## Task brief
Search the listing for the word "long" and say how many lines have it, nothing besides.

## Information given
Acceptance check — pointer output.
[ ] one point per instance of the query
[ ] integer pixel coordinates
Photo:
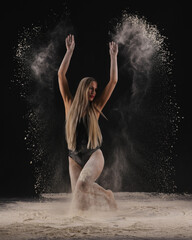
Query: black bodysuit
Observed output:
(82, 154)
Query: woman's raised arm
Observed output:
(105, 95)
(63, 84)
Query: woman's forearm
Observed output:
(114, 69)
(65, 63)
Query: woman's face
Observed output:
(92, 90)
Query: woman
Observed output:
(83, 134)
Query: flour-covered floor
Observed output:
(139, 216)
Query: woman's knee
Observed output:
(84, 180)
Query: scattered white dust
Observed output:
(139, 215)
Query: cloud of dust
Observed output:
(134, 155)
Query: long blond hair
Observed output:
(82, 108)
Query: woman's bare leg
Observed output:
(74, 172)
(86, 183)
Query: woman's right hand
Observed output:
(70, 42)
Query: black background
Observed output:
(91, 19)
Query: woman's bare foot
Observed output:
(111, 200)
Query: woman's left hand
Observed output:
(113, 49)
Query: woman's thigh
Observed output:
(93, 168)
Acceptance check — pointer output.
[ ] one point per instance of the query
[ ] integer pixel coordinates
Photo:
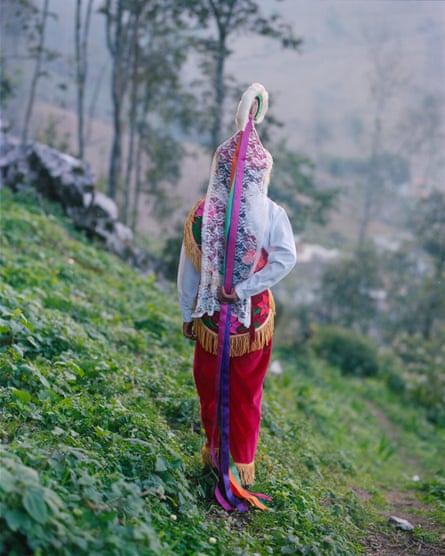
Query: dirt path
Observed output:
(385, 540)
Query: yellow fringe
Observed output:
(206, 456)
(192, 250)
(246, 472)
(240, 344)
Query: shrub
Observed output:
(355, 354)
(421, 364)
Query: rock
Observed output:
(68, 180)
(400, 523)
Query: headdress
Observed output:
(252, 212)
(234, 223)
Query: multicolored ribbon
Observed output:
(228, 491)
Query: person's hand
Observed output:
(224, 297)
(187, 330)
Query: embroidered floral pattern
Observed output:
(260, 302)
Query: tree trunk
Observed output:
(120, 48)
(36, 75)
(133, 113)
(138, 185)
(81, 41)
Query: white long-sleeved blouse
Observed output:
(279, 243)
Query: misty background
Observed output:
(355, 125)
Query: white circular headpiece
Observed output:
(257, 92)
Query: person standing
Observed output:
(237, 244)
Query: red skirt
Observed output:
(247, 374)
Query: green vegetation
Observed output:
(100, 431)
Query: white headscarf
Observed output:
(253, 216)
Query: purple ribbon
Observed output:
(223, 491)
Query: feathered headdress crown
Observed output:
(257, 92)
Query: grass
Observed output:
(100, 430)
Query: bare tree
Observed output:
(81, 47)
(39, 58)
(386, 78)
(231, 17)
(120, 35)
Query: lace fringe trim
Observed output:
(240, 344)
(192, 250)
(246, 472)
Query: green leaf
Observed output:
(21, 395)
(16, 520)
(7, 481)
(160, 465)
(34, 503)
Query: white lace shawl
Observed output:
(251, 228)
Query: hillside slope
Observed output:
(100, 431)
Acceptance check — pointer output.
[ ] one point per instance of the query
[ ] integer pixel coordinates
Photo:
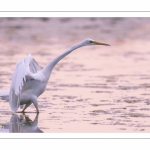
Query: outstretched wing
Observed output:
(25, 68)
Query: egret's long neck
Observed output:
(49, 67)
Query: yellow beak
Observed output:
(99, 43)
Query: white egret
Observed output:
(29, 80)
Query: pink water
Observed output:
(95, 88)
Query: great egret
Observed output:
(29, 80)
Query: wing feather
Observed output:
(25, 68)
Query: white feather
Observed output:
(25, 68)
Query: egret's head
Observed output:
(92, 42)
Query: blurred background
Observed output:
(105, 89)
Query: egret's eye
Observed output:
(91, 41)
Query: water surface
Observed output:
(95, 88)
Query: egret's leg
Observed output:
(27, 105)
(35, 102)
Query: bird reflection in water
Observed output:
(23, 124)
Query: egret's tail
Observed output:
(4, 95)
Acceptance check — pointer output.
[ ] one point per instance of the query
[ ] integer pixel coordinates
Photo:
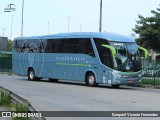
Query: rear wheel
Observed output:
(91, 80)
(31, 75)
(53, 80)
(115, 86)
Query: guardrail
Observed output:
(151, 72)
(17, 99)
(5, 64)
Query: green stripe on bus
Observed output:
(68, 64)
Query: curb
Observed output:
(148, 86)
(17, 99)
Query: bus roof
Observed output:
(104, 35)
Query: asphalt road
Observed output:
(67, 96)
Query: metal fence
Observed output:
(151, 72)
(5, 64)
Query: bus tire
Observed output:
(31, 75)
(91, 80)
(115, 86)
(53, 80)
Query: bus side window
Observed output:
(104, 53)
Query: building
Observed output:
(3, 43)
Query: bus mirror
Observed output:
(111, 48)
(144, 50)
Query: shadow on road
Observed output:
(79, 84)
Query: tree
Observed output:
(149, 31)
(9, 45)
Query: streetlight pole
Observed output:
(22, 18)
(3, 29)
(11, 26)
(100, 20)
(81, 28)
(68, 23)
(48, 28)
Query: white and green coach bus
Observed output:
(94, 58)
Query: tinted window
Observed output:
(73, 45)
(104, 53)
(34, 46)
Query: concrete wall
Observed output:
(3, 43)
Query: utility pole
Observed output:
(48, 28)
(11, 26)
(68, 22)
(22, 18)
(3, 29)
(100, 20)
(81, 28)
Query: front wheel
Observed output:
(31, 75)
(115, 86)
(91, 80)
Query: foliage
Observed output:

## Written answer
3